• What you are asked to do:
Below, find the line containing "x=312, y=270"; from there to the final line, print every line exactly and skip the pictures.

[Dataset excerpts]
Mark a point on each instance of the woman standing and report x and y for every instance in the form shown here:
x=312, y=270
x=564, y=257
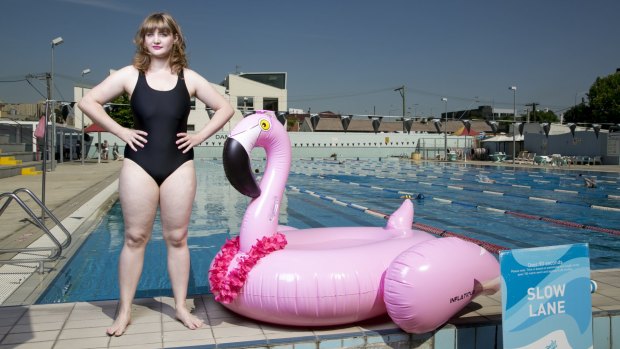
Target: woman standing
x=158, y=169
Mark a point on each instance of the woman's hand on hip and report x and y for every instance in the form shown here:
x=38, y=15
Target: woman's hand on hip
x=134, y=138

• Your response:
x=312, y=270
x=564, y=257
Target: woman standing
x=158, y=169
Mark a point on each instance of the woman's hand on hip and report x and y for every instance in the form shown here:
x=38, y=15
Target: woman's hand on hip
x=134, y=138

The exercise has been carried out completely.